*** EXERCISE INPUTS Section Begins ***

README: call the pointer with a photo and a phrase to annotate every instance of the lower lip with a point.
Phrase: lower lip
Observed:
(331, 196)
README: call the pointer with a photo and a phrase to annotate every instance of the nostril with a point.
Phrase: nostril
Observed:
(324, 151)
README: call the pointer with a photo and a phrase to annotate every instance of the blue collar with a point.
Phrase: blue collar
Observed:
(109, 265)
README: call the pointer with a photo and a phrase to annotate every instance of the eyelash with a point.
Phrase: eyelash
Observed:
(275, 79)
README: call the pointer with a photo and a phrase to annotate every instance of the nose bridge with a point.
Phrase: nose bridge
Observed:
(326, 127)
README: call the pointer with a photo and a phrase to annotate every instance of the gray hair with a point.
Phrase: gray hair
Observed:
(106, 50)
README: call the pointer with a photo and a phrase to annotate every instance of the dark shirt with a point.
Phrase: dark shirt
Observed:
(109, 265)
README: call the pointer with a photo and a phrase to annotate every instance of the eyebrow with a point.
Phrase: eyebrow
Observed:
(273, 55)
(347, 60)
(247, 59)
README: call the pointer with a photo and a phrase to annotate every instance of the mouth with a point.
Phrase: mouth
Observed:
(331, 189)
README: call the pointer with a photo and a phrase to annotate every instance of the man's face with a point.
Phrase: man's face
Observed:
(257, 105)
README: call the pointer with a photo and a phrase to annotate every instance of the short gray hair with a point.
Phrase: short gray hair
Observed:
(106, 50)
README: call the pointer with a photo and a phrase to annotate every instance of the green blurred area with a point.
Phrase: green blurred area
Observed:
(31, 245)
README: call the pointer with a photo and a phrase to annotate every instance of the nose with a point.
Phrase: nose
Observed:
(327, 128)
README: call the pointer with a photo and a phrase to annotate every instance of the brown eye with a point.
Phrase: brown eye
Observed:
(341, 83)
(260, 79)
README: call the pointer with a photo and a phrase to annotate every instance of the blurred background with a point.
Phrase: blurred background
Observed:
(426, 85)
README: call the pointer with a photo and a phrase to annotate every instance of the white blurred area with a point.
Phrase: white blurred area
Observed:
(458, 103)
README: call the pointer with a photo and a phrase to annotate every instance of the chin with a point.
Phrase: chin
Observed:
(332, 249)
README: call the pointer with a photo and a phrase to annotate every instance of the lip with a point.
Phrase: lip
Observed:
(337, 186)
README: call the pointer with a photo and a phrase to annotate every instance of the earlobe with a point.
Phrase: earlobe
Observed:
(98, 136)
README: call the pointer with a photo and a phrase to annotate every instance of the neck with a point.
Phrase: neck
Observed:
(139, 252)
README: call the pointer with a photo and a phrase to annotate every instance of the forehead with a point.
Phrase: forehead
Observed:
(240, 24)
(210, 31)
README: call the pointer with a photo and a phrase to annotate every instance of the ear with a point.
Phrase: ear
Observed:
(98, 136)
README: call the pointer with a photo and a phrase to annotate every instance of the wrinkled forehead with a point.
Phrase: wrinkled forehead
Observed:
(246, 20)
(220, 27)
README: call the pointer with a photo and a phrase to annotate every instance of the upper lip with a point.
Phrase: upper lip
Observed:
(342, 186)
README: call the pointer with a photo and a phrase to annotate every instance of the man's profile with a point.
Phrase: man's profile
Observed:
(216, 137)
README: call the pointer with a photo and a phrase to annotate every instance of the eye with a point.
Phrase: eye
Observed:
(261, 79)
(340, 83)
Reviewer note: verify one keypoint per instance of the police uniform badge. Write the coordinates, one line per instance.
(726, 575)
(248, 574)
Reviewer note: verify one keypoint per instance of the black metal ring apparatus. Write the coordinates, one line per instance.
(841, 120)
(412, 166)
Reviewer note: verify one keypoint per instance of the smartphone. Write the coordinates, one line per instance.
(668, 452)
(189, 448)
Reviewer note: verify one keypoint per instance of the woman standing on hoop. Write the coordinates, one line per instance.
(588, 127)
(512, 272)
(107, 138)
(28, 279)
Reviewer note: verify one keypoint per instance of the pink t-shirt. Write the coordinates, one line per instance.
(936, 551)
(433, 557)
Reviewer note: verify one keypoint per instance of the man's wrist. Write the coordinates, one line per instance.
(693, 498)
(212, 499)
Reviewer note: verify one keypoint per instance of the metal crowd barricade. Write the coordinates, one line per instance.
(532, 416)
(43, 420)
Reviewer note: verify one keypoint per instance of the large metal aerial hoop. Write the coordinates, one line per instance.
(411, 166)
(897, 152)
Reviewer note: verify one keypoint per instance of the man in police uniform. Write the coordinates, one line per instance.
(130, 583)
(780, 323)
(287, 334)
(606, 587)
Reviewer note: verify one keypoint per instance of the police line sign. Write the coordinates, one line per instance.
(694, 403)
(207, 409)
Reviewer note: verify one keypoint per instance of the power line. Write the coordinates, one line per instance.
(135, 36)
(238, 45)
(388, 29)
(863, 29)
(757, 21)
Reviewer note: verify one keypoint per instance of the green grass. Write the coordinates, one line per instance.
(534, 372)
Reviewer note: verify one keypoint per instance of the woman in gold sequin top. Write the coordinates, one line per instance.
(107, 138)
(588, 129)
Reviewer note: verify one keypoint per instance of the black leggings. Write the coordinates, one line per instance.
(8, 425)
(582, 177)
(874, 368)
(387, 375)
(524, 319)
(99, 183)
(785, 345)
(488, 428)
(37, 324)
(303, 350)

*** EXERCISE INPUTS Section Ends ***

* WORK REQUEST *
In the material above, transcribe exactly the lines beginning at the one with "Phrase: brown eye" and ending at the one with "white blurred area with a point.", both included.

* EXERCISE OUTPUT *
Phrase: brown eye
Observed:
(341, 83)
(260, 79)
README: call the pointer with a photo and a phrase to annotate every instance of the blurred background with a point.
Phrase: blurred background
Observed:
(426, 85)
README: call the pointer with a photo and a phrase to annotate every instance of the white blurred area with a point.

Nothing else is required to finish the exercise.